Purpose of the Study:

  • To develop a novel channel modeling approach for VLC-enabled Medical Body Sensor Networks (MBSNs) in hospital settings.
  • To integrate site-specific ray tracing with machine learning (ML) for accurate channel response prediction.
  • To address challenges posed by dynamic hospital environments and patient mobility.

Main Methods:

  • A Q-learning-based adaptive modulation scheme was introduced for real-time symbol error rate (SER) management.
  • A Long Short-Term Memory (LSTM) network was developed to estimate path loss and Root Mean Square (RMS) delay spread.
  • Ray tracing was used for channel impulse response (CIR) modeling combined with ML techniques.

Main Results:

  • The Q-learning method achieved target SERs with spectral efficiency (SE) near the threshold.
  • LSTM estimation demonstrated high accuracy in predicting path loss and RMS delay spread under dynamic conditions.

◆ Exercises to complete:
• a. Which abbreviations does the study summary spell out in full, and what does each one stand for?
• b. Continue the study summary after its last line.
This data is separate material and not part of the study summary.

Records from a collection:
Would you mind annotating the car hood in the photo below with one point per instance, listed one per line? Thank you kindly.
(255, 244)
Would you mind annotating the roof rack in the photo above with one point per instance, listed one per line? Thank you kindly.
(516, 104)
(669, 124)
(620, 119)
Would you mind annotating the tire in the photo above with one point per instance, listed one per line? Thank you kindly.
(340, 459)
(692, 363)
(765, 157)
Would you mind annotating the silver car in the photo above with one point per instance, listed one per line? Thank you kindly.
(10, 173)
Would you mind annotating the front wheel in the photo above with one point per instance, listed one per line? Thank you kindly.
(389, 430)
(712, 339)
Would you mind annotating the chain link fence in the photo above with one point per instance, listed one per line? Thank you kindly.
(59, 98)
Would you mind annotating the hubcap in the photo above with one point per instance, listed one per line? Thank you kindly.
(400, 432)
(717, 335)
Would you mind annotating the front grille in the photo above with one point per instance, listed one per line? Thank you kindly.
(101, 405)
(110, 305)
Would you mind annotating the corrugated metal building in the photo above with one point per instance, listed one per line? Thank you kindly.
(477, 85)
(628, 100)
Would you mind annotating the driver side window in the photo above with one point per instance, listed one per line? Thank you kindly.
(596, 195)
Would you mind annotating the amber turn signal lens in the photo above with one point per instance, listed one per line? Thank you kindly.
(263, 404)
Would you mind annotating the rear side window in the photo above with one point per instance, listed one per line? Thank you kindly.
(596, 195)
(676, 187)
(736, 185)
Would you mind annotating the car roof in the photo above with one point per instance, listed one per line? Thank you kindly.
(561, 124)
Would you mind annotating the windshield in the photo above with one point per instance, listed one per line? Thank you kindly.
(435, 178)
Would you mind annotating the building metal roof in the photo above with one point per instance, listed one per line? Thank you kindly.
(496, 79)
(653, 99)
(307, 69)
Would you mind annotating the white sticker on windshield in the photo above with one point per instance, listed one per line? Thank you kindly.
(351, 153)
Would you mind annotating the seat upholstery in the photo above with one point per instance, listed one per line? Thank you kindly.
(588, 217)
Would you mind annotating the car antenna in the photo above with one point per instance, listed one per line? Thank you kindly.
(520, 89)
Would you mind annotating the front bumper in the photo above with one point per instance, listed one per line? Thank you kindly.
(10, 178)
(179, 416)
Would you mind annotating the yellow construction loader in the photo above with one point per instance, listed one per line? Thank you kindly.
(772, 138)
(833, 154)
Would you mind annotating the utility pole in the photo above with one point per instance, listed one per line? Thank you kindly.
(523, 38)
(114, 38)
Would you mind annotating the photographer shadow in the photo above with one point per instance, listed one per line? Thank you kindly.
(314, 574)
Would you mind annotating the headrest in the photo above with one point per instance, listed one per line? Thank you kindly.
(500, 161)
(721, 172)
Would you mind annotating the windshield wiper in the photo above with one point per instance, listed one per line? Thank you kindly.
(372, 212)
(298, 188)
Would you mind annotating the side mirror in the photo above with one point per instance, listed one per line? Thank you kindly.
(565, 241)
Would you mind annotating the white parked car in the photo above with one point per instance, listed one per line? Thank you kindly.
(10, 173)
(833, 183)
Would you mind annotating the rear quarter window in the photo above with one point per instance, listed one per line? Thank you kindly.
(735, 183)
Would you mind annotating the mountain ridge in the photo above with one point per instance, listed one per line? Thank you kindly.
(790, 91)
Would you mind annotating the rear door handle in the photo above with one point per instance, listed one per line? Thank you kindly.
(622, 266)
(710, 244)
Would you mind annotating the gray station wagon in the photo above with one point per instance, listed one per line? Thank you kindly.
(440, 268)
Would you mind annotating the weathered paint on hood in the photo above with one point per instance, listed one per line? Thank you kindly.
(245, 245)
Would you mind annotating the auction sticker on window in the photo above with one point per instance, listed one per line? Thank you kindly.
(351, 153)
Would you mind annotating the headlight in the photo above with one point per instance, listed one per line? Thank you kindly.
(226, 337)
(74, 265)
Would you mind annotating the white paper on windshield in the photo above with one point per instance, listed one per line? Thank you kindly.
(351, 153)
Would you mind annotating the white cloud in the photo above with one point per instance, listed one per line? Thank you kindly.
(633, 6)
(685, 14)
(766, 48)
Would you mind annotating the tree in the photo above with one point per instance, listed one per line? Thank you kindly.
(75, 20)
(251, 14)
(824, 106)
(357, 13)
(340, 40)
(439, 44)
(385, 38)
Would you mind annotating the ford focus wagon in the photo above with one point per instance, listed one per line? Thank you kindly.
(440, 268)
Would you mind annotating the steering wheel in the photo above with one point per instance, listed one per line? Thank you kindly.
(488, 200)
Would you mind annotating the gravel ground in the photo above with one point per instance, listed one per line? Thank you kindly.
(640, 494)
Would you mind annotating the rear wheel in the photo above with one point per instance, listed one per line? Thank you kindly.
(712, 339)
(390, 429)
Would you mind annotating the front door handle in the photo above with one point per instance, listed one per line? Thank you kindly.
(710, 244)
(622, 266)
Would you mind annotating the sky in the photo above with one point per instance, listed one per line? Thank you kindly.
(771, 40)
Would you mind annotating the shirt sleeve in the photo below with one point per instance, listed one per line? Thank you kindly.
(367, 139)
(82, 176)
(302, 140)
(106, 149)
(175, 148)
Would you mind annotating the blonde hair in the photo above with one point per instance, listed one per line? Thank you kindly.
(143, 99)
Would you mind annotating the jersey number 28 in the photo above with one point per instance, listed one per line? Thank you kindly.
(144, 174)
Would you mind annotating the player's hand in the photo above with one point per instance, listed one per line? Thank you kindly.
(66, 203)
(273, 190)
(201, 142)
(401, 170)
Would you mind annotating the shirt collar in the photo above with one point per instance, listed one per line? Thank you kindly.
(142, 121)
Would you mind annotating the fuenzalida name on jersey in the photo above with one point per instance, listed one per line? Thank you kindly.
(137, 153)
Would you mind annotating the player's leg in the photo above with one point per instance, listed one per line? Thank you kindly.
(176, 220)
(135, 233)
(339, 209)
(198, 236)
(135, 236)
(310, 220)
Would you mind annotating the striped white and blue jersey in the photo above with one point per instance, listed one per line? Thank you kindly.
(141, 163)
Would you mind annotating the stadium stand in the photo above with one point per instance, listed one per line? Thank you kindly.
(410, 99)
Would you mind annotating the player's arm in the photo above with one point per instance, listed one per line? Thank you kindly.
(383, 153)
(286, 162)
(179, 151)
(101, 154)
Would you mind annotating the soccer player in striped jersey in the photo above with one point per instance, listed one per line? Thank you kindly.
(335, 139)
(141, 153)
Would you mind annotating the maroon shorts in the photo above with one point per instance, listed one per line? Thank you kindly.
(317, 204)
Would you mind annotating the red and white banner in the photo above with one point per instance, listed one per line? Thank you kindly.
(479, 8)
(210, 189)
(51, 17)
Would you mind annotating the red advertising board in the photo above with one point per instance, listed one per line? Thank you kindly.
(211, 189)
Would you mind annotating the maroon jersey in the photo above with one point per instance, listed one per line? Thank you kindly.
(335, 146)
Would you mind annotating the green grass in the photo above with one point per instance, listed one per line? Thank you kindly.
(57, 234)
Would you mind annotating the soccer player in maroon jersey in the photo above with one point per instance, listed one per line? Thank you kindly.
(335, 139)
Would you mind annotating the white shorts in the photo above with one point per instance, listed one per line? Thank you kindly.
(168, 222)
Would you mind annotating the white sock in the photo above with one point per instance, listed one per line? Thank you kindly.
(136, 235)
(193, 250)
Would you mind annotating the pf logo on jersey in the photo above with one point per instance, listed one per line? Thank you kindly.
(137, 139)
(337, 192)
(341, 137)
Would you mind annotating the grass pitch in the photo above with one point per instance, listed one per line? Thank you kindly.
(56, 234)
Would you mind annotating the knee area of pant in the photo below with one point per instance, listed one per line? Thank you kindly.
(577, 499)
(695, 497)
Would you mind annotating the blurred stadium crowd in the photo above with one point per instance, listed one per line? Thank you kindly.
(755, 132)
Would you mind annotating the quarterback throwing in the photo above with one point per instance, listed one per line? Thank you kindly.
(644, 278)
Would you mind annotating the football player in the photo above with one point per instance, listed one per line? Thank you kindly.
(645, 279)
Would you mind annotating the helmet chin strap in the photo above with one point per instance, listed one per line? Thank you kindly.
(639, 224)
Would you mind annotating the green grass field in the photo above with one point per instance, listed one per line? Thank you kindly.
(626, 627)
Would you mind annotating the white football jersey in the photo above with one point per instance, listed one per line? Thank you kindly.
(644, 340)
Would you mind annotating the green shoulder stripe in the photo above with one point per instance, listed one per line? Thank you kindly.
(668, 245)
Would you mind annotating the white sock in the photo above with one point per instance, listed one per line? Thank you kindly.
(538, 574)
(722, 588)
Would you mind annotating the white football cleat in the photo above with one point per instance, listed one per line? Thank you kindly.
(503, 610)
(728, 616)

◆ Answers to the exercise:
• a.
- MBSNs: Medical Body Sensor Networks
- ML: machine learning
- SER: symbol error rate
- LSTM: Long Short-Term Memory
- RMS: Root Mean Square
- CIR: channel impulse response
- SE: spectral efficiency

• b.
  • The Intensive Care Unit (ICU) showed the highest Root Mean Square Error (RMSE) for path loss and delay spread with LSTM estimation (D1), while Family-Type Patient Rooms (FTPRs) showed the highest RMSE (D3).

Conclusions:

  • This research presents the first combined ray-tracing and ML approach for VLC-MBSN channel modeling in hospitals.
  • The proposed methods demonstrate high accuracy and adaptability to dynamic hospital environments.
  • The findings support the integration of AI-driven VLC for reliable wireless communication in future healthcare.